### 练习 A
请把记录中从含有“the tree in”的那一行到含有“(1365, 291)”的那一行（两端都包括）转换成 Markdown 表格，只处理这一段，跳过空行。表格分两列，列名为“序号”和“内容”。

### 所给节选
※ ※ ※

四 绑定器

1. 概览

大多数的 JavaScript 转译器（transpiler） 都比 Typescript 简单 因为它们几乎没提供代码分析的方法。
典型的 JavaScript 转换器 只有以下流程

源码 ～～ 扫描器 ～～ Tokens ～～ 解析器 ～～ AST ～～ 发射器 ～ JavaScript

上述架构确实对于 简化 Typescript生成 Javascript 的理解有帮助 但缺少了一个关键功能 即 Typescript 的语义系统。 为了协助（检查器）类型检查。 绑定器将源码的各部分连接成一个相关的类型系统， 供检查器使用。

绑定器的主要职责是创建符号（Symbol）

2. 符号

此时又引入一个新的概念 那就是符号。 我们先看下官方的解析 符号将AST的声明节点 与 其他声明连接到相同的实体上。 符号是语义系统的基本构造块。 符号的构造器定义在 core.ts

(绑定器实际上通过 objectAllocator.getSymbolConstructor 来获取构造器)

function Symbol(this: Symbol, flags: SymbolFlags, name: string) {
  this.flags = flags;
  this.name = name;
  this.declarations = undefined;
}

我们先看 对于 Symbol 的定义

 export interface Symbol {
    flags: SymbolFlags;                     // Symbol flags
    name: string;                           // Name of symbol
    declarations?: Declaration[];           // Declarations associated with this symbol
    valueDeclaration?: Declaration;         // First value declaration of the symbol
    members?: SymbolTable;                  // Class, interface or literal instance members
    exports?: SymbolTable;                  // Module exports
    globalExports?: SymbolTable;            // Conditional global UMD exports
    /* @internal */ id?: number;            // Unique id (used to look up SymbolLinks)
    /* @internal */ mergeId?: number;       // Merge id (used to look up merged symbol)
    /* @internal */ parent?: Symbol;        // Parent symbol
    /* @internal */ exportSymbol?: Symbol;  // Exported symbol associated with this symbol
    /* @internal */ constEnumOnlyModule?: boolean; // True if module contains only const enums or other modules with only const enums
    /* @internal */ isReferenced?: boolean; // True if the symbol is referenced elsewhere
    /* @internal */ isReplaceableByMethod?: boolean; // Can this Javascript class property be replaced by a method symbol?
    /* @internal */ isAssigned?: boolean;   // True if the symbol is a parameter with assignments
}

其次 还有 SymbolFlags 的定义 符号标志是个标志枚举，用于识别额外的符号类别（例如：变量作用域标志 FunctionScopedVariable 或 BlockScopedVariable 等）

export const enum SymbolFlags {
  None                    = 0,
  FunctionScopedVariable  = 1 << 0,   // Variable (var) or parameter
  BlockScopedVariable     = 1 << 1,   // A block-scoped variable (let or const)

※ ※ ※

### 原始数据
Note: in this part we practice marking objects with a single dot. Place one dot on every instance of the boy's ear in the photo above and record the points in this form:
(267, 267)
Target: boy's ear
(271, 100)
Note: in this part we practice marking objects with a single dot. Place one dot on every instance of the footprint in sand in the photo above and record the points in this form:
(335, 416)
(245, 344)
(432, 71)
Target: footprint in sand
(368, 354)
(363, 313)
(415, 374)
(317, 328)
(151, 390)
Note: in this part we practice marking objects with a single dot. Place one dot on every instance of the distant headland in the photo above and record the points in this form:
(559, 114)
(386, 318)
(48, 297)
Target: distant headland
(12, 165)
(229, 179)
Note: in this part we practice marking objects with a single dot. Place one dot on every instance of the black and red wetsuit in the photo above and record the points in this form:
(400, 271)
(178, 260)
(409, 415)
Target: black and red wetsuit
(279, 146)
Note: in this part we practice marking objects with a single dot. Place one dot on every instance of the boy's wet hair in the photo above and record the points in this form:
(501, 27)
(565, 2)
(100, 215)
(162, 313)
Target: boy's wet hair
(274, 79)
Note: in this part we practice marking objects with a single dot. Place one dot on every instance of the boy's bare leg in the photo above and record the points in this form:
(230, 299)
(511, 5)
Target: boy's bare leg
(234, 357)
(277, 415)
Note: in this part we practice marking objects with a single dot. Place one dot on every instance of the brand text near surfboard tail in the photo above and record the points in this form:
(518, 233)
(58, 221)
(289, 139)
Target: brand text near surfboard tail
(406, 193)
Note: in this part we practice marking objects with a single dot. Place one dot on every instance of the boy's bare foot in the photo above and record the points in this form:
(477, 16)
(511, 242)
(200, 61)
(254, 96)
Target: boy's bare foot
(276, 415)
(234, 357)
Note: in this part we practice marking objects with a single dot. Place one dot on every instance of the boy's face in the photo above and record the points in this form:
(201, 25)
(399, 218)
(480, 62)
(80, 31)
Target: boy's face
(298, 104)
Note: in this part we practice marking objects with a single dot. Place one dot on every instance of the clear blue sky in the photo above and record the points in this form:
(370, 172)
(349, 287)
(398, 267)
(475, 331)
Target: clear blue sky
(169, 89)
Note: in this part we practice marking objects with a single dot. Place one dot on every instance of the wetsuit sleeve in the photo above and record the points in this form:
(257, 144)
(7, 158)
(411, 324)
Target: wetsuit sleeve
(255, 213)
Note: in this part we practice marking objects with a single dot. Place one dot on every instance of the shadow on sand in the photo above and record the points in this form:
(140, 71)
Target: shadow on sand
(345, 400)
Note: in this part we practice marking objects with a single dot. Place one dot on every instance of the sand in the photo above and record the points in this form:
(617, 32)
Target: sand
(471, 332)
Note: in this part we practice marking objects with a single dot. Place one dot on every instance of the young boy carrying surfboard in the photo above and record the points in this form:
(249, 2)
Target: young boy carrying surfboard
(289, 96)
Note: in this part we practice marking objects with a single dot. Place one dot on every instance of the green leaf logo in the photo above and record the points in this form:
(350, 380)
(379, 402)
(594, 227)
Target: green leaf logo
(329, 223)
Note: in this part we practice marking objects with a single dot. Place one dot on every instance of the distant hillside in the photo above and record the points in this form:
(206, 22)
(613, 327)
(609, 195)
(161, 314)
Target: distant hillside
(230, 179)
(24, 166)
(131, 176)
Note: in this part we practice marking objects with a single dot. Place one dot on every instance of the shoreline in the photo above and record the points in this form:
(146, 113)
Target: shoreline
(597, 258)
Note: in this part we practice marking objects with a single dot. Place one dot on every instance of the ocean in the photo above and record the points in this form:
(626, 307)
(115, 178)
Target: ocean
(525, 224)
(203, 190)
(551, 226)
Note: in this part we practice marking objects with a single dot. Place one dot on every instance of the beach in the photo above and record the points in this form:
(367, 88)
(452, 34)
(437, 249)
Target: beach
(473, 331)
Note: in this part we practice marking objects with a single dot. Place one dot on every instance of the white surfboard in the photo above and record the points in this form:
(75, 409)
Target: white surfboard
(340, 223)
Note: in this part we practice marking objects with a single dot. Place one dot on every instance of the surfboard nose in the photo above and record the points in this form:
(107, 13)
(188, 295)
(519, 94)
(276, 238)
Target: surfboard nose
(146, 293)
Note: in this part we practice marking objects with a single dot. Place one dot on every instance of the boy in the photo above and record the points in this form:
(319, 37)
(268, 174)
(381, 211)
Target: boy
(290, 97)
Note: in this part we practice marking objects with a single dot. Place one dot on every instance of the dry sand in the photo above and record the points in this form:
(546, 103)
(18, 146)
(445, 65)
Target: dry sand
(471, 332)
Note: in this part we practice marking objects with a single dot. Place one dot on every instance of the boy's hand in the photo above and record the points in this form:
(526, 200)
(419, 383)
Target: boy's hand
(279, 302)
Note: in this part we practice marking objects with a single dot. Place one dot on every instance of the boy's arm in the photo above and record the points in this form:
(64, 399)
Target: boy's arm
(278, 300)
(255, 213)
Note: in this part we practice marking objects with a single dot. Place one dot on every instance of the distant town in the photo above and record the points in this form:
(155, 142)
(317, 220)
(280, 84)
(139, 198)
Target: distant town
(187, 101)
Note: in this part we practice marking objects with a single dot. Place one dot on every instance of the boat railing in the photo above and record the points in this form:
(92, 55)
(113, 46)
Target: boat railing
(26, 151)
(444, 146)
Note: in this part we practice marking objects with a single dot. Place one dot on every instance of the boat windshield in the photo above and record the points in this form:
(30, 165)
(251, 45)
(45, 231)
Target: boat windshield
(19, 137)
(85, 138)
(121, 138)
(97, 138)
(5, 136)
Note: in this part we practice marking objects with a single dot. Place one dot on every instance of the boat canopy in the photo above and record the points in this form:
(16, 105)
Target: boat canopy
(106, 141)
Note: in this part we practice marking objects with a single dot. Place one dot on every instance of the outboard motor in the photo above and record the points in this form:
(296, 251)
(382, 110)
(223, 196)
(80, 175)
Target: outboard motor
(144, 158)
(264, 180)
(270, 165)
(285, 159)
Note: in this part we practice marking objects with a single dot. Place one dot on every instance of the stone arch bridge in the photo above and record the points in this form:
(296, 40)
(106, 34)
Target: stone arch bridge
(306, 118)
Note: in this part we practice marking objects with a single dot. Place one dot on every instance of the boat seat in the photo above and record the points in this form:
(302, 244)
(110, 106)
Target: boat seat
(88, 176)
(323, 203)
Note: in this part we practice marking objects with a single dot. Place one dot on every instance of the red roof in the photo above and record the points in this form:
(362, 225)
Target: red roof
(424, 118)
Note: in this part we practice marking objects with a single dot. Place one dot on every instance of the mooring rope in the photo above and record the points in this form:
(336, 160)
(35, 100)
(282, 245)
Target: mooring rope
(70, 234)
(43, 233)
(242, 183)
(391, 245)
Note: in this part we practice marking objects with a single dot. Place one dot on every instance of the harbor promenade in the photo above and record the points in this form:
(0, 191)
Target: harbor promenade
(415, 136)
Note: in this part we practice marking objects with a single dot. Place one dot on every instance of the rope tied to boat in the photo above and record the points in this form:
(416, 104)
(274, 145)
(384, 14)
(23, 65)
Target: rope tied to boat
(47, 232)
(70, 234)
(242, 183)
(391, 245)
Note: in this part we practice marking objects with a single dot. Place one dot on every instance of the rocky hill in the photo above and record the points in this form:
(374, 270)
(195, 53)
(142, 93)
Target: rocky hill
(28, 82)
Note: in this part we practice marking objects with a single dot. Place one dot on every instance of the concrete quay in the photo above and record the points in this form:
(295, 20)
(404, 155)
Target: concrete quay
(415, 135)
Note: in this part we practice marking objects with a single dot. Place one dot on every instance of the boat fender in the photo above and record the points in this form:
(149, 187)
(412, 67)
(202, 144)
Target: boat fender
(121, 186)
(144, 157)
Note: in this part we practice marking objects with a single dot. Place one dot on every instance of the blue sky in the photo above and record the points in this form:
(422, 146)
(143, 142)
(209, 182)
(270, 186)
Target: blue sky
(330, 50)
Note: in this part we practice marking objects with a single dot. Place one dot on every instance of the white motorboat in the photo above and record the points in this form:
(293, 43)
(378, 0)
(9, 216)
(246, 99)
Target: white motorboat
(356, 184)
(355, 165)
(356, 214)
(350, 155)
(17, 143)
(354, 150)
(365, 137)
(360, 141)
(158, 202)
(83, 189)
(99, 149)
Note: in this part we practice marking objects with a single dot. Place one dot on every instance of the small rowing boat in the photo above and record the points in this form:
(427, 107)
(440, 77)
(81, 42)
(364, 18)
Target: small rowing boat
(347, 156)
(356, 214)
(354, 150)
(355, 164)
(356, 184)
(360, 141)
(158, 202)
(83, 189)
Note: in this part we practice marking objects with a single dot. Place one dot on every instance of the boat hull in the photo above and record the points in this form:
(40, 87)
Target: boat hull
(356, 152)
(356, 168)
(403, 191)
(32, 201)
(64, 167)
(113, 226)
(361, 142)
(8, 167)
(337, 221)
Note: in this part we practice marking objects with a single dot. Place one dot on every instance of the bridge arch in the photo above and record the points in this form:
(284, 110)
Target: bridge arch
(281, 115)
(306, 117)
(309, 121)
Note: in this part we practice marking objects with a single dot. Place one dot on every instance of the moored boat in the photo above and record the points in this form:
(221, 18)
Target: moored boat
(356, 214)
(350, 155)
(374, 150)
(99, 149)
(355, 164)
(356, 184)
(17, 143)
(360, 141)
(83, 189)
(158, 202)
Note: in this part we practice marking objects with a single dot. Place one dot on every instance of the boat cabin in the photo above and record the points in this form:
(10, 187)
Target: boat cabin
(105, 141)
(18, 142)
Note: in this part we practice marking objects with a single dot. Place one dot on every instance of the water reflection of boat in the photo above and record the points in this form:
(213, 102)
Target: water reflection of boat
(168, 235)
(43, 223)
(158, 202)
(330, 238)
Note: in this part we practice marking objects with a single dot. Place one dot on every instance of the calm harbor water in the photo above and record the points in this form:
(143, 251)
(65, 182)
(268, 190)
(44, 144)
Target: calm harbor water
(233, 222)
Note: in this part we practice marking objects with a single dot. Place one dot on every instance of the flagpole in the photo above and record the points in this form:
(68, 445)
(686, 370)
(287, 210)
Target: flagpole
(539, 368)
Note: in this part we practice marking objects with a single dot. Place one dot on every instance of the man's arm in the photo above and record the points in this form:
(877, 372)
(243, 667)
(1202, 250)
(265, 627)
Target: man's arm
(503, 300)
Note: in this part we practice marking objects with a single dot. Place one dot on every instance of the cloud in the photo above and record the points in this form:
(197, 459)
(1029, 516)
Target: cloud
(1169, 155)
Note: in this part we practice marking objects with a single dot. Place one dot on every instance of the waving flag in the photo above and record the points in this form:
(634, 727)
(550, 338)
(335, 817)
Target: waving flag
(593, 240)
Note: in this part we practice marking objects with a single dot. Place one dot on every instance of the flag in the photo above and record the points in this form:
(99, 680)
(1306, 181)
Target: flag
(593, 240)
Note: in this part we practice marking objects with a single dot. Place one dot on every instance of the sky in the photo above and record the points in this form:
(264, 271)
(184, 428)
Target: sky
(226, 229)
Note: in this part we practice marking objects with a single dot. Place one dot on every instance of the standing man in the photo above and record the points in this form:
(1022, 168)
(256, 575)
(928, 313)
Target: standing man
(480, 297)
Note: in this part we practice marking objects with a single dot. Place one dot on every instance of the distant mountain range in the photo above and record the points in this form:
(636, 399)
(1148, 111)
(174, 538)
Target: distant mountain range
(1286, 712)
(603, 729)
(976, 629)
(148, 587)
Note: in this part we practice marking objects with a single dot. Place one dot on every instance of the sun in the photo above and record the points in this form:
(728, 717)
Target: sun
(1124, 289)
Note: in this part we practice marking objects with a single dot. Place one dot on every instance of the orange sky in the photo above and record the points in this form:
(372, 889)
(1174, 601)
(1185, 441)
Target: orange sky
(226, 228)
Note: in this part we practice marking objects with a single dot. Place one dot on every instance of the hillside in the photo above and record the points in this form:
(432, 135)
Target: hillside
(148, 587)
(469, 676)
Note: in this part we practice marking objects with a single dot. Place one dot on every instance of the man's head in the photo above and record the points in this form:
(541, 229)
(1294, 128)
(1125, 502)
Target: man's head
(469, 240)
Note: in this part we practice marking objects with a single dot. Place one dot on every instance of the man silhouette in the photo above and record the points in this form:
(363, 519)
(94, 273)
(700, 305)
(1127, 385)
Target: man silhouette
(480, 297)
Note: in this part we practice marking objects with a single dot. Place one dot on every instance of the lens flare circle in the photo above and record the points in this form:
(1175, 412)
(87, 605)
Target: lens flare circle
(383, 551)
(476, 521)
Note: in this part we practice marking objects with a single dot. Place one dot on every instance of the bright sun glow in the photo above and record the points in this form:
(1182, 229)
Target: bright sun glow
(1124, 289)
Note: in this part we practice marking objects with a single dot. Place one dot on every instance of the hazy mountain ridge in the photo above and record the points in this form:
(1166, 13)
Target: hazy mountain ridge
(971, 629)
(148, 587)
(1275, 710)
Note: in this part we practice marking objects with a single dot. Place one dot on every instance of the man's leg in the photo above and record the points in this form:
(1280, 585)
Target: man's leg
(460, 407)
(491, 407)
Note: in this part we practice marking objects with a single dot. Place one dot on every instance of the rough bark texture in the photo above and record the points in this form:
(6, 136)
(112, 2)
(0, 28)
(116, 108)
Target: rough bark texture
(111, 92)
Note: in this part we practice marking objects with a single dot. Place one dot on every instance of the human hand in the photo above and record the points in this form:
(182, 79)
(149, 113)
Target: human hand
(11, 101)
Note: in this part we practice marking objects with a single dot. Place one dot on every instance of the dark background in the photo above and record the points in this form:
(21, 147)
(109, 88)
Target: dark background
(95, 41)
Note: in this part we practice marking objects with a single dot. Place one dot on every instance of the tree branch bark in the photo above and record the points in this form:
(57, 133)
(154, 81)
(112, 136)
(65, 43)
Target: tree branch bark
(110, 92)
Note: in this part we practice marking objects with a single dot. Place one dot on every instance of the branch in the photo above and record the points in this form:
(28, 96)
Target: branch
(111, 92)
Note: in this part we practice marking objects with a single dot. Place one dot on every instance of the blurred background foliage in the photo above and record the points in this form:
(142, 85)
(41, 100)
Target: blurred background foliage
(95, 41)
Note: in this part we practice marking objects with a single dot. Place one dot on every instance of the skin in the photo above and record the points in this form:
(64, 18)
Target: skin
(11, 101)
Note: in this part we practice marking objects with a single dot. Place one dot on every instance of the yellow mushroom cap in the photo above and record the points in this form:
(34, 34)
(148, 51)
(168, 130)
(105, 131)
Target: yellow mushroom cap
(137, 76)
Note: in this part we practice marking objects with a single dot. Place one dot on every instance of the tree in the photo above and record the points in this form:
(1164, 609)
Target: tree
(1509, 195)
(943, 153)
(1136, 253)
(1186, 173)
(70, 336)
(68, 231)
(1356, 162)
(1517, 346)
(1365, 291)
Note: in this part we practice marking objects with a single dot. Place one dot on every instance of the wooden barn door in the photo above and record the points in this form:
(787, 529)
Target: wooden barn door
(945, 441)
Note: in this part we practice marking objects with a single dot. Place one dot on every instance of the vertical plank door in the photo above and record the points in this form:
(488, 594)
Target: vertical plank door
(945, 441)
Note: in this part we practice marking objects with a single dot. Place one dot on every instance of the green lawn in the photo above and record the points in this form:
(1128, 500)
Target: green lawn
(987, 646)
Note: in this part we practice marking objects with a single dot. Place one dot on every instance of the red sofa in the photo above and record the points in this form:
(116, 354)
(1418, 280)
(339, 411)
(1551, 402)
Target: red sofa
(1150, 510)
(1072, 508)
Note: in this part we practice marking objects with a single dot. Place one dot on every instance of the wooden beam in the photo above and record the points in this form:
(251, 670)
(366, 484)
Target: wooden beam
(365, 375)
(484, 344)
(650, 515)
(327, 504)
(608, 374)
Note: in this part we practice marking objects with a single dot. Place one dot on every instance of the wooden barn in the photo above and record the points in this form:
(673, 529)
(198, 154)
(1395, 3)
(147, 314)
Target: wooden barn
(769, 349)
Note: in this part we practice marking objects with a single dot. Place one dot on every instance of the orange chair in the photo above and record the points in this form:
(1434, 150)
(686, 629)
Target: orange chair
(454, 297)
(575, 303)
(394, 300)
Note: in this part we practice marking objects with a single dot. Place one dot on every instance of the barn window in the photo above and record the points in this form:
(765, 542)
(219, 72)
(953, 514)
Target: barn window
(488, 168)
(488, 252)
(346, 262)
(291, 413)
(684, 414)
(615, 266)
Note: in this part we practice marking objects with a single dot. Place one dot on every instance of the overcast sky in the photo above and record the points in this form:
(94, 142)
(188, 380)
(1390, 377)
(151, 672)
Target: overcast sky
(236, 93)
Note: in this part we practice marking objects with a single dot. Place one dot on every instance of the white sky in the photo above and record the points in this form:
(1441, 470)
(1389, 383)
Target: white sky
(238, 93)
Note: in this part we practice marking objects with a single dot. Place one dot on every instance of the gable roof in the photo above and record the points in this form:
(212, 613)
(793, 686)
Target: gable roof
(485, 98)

※ ※ ※

### 练习 B
根据关于绑定器的节选，绑定器的主要职责是什么？

### 完整输出 A
| 序号 | 内容 |
|---|---|
| 1 | Note: in this part we practice marking objects with a single dot. Place one dot on every instance of the tree in the photo above and record the points in this form: |
| 2 | (1164, 609) |
| 3 | Target: tree |
| 4 | (1509, 195) |
| 5 | (943, 153) |
| 6 | (1136, 253) |
| 7 | (1186, 173) |
| 8 | (70, 336) |
| 9 | (68, 231) |
| 10 | (1356, 162) |
| 11 | (1517, 346) |
| 12 | (1365, 291) |

### 完整输出 B
创建符号（Symbol）。